-- Start of GIVEN DATA --

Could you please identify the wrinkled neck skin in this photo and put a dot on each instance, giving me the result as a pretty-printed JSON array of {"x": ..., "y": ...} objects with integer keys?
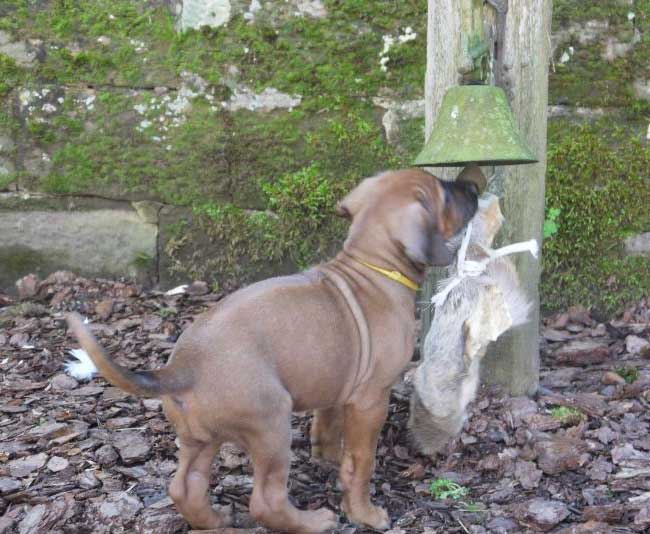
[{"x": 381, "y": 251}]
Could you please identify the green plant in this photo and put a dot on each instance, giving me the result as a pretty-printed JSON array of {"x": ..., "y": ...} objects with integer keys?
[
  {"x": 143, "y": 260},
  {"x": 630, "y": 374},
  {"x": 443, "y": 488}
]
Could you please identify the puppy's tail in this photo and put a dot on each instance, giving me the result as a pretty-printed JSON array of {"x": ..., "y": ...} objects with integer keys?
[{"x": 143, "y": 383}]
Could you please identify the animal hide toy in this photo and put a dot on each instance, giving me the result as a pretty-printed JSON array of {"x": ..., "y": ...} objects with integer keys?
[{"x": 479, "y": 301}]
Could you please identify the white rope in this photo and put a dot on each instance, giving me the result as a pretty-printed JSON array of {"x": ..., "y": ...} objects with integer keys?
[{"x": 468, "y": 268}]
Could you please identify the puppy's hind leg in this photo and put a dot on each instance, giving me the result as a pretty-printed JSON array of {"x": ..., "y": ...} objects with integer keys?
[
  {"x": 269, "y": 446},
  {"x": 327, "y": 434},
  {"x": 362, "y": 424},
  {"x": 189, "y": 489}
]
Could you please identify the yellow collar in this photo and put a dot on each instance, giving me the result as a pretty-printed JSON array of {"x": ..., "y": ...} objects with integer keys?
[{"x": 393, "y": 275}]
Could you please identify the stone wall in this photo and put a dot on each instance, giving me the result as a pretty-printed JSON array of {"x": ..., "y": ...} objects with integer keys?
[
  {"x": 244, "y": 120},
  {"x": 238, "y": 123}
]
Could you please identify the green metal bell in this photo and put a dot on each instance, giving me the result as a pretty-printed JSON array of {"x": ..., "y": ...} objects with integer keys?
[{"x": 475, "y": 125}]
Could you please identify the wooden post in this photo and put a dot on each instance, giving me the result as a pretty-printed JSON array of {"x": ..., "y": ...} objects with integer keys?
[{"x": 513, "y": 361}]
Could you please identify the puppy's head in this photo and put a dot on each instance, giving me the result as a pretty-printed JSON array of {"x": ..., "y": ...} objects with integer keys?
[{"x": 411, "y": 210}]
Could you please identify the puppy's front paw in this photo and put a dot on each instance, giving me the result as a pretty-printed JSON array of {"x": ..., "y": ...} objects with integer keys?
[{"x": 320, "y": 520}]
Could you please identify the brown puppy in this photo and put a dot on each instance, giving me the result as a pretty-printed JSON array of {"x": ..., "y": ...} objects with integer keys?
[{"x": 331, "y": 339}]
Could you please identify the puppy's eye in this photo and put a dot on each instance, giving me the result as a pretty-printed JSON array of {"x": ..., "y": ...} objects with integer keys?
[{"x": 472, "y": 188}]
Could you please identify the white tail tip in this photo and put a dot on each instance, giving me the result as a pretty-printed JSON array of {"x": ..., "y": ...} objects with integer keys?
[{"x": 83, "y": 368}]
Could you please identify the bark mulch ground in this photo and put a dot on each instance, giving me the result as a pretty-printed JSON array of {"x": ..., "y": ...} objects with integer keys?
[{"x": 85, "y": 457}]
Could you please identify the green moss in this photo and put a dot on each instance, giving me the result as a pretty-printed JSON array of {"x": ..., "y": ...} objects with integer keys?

-- End of GIVEN DATA --

▶ [EXERCISE INSTRUCTIONS] Turn every line of the data above into a Markdown table with the columns "Row" and "Data line," skipping blank lines. Don't include the pictures.

▶ [EXERCISE RESPONSE]
| Row | Data line |
|---|---|
| 1 | Could you please identify the wrinkled neck skin in this photo and put a dot on each instance, giving me the result as a pretty-printed JSON array of {"x": ..., "y": ...} objects with integer keys? |
| 2 | [{"x": 381, "y": 251}] |
| 3 | Could you please identify the green plant in this photo and put a dot on each instance, giving me the result as a pretty-printed JSON array of {"x": ..., "y": ...} objects with integer keys? |
| 4 | [ |
| 5 |   {"x": 143, "y": 260}, |
| 6 |   {"x": 630, "y": 374}, |
| 7 |   {"x": 443, "y": 488} |
| 8 | ] |
| 9 | Could you please identify the puppy's tail in this photo and put a dot on each instance, giving me the result as a pretty-printed JSON array of {"x": ..., "y": ...} objects with integer keys? |
| 10 | [{"x": 143, "y": 383}] |
| 11 | Could you please identify the animal hide toy in this photo and put a dot on each instance, giving me the result as a pretty-printed JSON array of {"x": ..., "y": ...} objects with integer keys? |
| 12 | [{"x": 479, "y": 301}] |
| 13 | Could you please identify the white rope in this photo and put a dot on each instance, giving me the result as a pretty-printed JSON array of {"x": ..., "y": ...} objects with integer keys? |
| 14 | [{"x": 468, "y": 268}] |
| 15 | Could you please identify the puppy's hind leg in this photo and put a dot on each instance, giving me the result as a pretty-printed JSON array of {"x": ..., "y": ...} objects with integer keys? |
| 16 | [ |
| 17 |   {"x": 269, "y": 446}, |
| 18 |   {"x": 327, "y": 434}, |
| 19 |   {"x": 362, "y": 424}, |
| 20 |   {"x": 189, "y": 489} |
| 21 | ] |
| 22 | Could you please identify the yellow collar in this photo and put a dot on each instance, giving me the result as a pretty-printed JSON array of {"x": ..., "y": ...} objects with integer keys? |
| 23 | [{"x": 393, "y": 275}] |
| 24 | Could you please identify the stone wall in this photo and put a dot on each instance, giving me the result as a pretty-printed JSON array of {"x": ..., "y": ...} objects with integer keys? |
| 25 | [ |
| 26 |   {"x": 244, "y": 120}, |
| 27 |   {"x": 238, "y": 123} |
| 28 | ] |
| 29 | Could you please identify the green metal bell in this photo and put a dot on each instance, giving me the result as a pretty-printed JSON array of {"x": ..., "y": ...} objects with integer keys? |
| 30 | [{"x": 475, "y": 125}] |
| 31 | Could you please identify the wooden post in this photo and put a dot on each instance, giving me the result as a pretty-printed JSON array of {"x": ..., "y": ...} objects with integer keys? |
| 32 | [{"x": 513, "y": 361}] |
| 33 | Could you please identify the puppy's head in this photo and put a dot on each instance, giving me the result as a pretty-printed JSON array of {"x": ..., "y": ...} objects with integer keys? |
| 34 | [{"x": 411, "y": 210}] |
| 35 | Could you please identify the puppy's front paw in this photo and put a dot on each instance, giving me the result as a pretty-printed JSON array of {"x": ..., "y": ...} objects with integer keys? |
| 36 | [{"x": 320, "y": 520}] |
| 37 | Could you please identify the brown puppy in this photo and put a dot on each instance, giving me the result as a pretty-printed JSON array of {"x": ..., "y": ...} objects with integer keys? |
| 38 | [{"x": 331, "y": 339}] |
| 39 | Could you please identify the puppy's eye in this photo and put a dot on each instance, giving me the result as a pretty-printed JSON array of {"x": ..., "y": ...} objects with integer keys? |
| 40 | [{"x": 472, "y": 188}] |
| 41 | Could you please identify the white tail tip in this photo and put a dot on each instance, giving me the result as a pretty-printed JSON array of {"x": ..., "y": ...} objects with integer keys? |
| 42 | [{"x": 83, "y": 368}] |
| 43 | Could you please identify the bark mulch ground in this photo and put a dot on each instance, giving me the result as a pretty-printed JSON array of {"x": ..., "y": ...} objects with integer keys? |
| 44 | [{"x": 85, "y": 457}] |
| 45 | Could you please identify the green moss in this photo and put a dot on each instance, giving me the result as a pretty-printed JSON array of {"x": ..., "y": ...} objects with integer keys? |